Exercise requirements: Lay out the items as a Markdown table with the columns Row and Line, numbering each row and skipping blank lines. Begin at the first line of the items, stop after the line that contains "[69,243,167,311]", and leave the pictures out.

═════ Material provided

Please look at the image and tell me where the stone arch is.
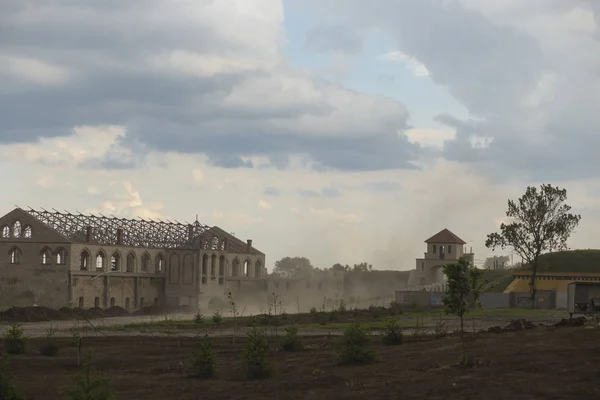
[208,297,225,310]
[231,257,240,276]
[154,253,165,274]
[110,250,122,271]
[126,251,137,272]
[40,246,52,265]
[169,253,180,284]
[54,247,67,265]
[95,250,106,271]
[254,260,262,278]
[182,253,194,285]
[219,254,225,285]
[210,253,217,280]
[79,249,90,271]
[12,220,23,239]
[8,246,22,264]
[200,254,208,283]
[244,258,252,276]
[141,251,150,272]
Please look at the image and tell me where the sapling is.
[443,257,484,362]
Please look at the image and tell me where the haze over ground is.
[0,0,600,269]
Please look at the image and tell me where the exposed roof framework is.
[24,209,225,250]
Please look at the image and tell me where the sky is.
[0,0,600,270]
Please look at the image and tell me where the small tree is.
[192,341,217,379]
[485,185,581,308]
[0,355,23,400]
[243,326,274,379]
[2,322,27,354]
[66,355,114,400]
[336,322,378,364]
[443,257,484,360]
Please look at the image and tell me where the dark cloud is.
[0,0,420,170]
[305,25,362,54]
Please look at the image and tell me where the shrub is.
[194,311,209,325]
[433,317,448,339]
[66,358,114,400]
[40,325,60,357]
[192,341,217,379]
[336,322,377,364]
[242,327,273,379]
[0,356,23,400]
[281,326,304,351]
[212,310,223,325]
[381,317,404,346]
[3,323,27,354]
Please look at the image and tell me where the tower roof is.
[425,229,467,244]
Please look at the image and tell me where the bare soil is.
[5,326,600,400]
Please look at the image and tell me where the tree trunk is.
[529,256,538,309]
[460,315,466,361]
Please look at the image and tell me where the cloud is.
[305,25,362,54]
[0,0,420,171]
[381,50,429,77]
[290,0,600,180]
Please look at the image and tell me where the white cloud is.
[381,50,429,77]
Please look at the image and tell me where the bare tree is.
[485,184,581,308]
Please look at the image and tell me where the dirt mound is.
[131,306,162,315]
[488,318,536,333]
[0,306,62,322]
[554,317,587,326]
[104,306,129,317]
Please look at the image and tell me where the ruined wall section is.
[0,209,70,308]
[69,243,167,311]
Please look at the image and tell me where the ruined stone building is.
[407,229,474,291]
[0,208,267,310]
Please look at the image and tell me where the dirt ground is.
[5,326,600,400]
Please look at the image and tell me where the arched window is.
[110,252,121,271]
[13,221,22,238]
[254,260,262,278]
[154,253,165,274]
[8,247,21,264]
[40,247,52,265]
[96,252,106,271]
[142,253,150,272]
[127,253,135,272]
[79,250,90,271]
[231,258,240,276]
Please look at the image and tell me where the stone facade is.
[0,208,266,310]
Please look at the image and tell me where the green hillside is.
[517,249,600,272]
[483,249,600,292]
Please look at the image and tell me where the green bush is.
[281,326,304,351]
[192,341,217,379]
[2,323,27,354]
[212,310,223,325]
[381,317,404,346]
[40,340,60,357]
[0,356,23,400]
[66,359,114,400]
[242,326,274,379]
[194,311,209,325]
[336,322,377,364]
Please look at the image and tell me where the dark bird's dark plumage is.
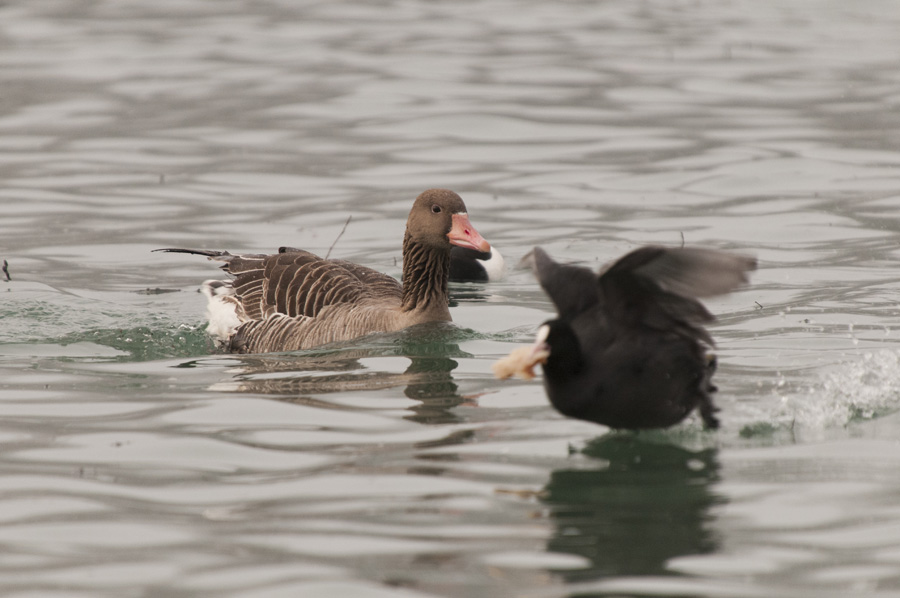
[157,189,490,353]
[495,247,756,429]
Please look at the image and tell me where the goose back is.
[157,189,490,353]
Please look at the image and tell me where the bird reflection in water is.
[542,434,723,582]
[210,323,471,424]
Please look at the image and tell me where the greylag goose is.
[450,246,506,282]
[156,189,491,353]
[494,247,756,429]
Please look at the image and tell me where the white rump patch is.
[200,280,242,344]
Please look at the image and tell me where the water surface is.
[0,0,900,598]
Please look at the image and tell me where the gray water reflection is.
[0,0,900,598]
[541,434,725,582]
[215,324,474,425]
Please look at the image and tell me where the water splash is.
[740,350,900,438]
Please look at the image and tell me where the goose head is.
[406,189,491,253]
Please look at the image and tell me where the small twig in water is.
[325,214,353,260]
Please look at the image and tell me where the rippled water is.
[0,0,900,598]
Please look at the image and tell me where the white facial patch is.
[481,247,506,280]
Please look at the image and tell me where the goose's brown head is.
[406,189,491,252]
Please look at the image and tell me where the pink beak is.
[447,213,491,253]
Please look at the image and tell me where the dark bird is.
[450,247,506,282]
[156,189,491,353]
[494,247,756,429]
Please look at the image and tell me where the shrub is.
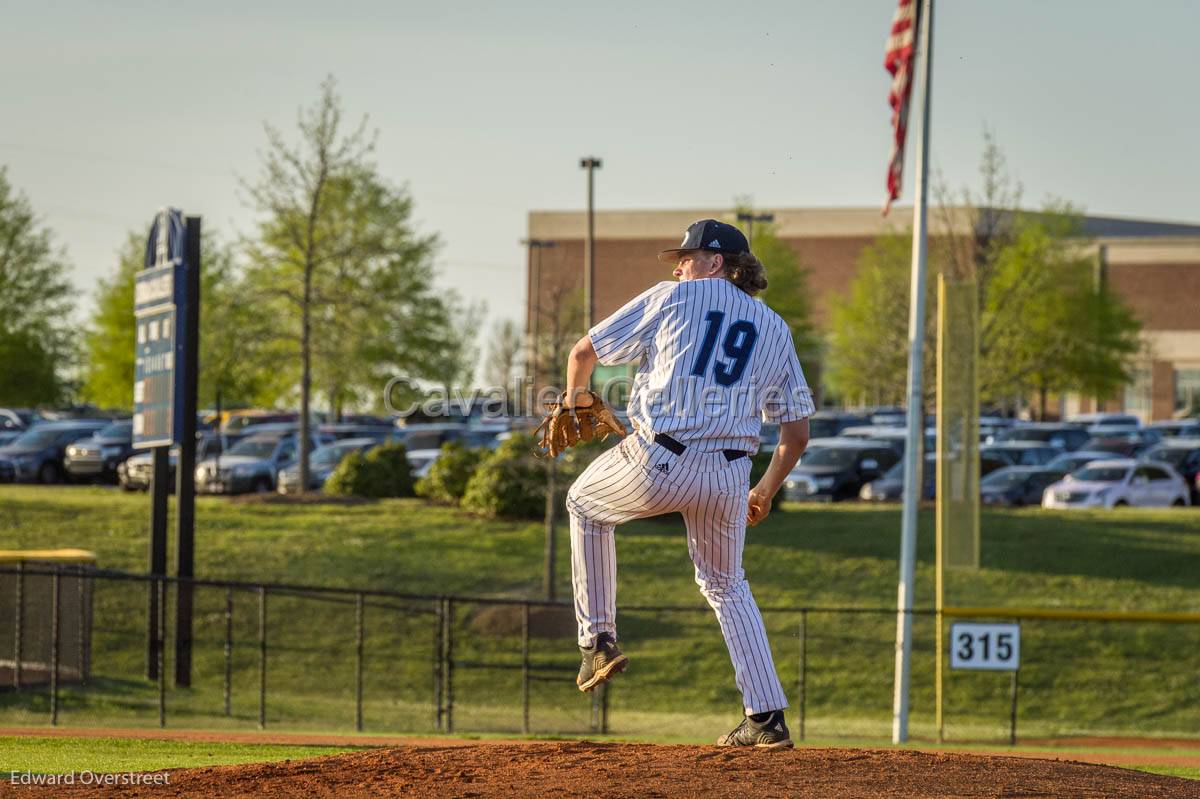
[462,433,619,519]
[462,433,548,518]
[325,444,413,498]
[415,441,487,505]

══════════

Result of this task:
| Row | Line |
|---|---|
| 1 | Please look at the image and tell me where the stone arch is. |
| 2 | [208,297,225,310] |
| 3 | [231,257,240,276] |
| 4 | [154,253,165,274] |
| 5 | [110,250,122,271] |
| 6 | [126,251,137,272] |
| 7 | [40,246,52,265] |
| 8 | [169,253,180,284] |
| 9 | [54,247,67,265] |
| 10 | [95,250,106,271] |
| 11 | [254,260,262,278] |
| 12 | [182,253,194,285] |
| 13 | [219,254,225,285] |
| 14 | [210,253,217,280] |
| 15 | [79,249,90,271] |
| 16 | [12,220,23,239] |
| 17 | [8,246,22,264] |
| 18 | [200,254,208,283] |
| 19 | [244,258,252,276] |
| 20 | [141,251,150,272] |
| 21 | Please look at the image and tell me where the sapling is. |
| 22 | [443,257,484,362] |
| 23 | Please look at the image and tell me where the haze over ground is. |
| 24 | [0,0,600,269] |
| 25 | Please look at the image and tell me where the exposed roof framework is. |
| 26 | [24,209,225,250] |
| 27 | Please look at the image and tell me where the sky is. |
| 28 | [0,0,600,270] |
| 29 | Please look at the image and tell me where the small tree is. |
| 30 | [192,341,217,379] |
| 31 | [485,185,581,308] |
| 32 | [0,355,23,400] |
| 33 | [243,326,274,379] |
| 34 | [2,322,27,354] |
| 35 | [66,355,114,400] |
| 36 | [336,322,378,364] |
| 37 | [443,257,484,360] |
| 38 | Please look at the image and tell me where the dark cloud is. |
| 39 | [0,0,420,170] |
| 40 | [305,25,362,54] |
| 41 | Please look at the image and tell me where the shrub is. |
| 42 | [194,311,209,325] |
| 43 | [433,317,448,339] |
| 44 | [66,358,114,400] |
| 45 | [40,325,60,357] |
| 46 | [192,341,217,379] |
| 47 | [336,322,377,364] |
| 48 | [242,327,273,379] |
| 49 | [0,356,23,400] |
| 50 | [281,326,304,351] |
| 51 | [212,310,223,325] |
| 52 | [381,317,404,346] |
| 53 | [3,323,27,354] |
| 54 | Please look at the image and tell me where the tower roof is. |
| 55 | [425,229,467,244] |
| 56 | Please look at the image and tell me where the bare soil is. |
| 57 | [5,326,600,400] |
| 58 | Please look at the image and tell me where the tree trunk is. |
| 59 | [529,256,538,309] |
| 60 | [460,315,466,361] |
| 61 | Please look at the image and tell me where the cloud is. |
| 62 | [305,25,362,54] |
| 63 | [0,0,420,171] |
| 64 | [381,50,429,77] |
| 65 | [290,0,600,180] |
| 66 | Please look at the image and tell me where the white cloud is. |
| 67 | [381,50,429,77] |
| 68 | Please look at the image and tell me where the bare tree is. |
| 69 | [485,184,581,308] |
| 70 | Please look at the image and tell me where the dirt mound is. |
| 71 | [131,306,162,315] |
| 72 | [488,318,536,333] |
| 73 | [0,306,62,322] |
| 74 | [554,317,587,326] |
| 75 | [104,306,129,317] |
| 76 | Please look at the image and tell me where the ruined wall section is. |
| 77 | [0,209,70,308] |
| 78 | [69,243,167,311] |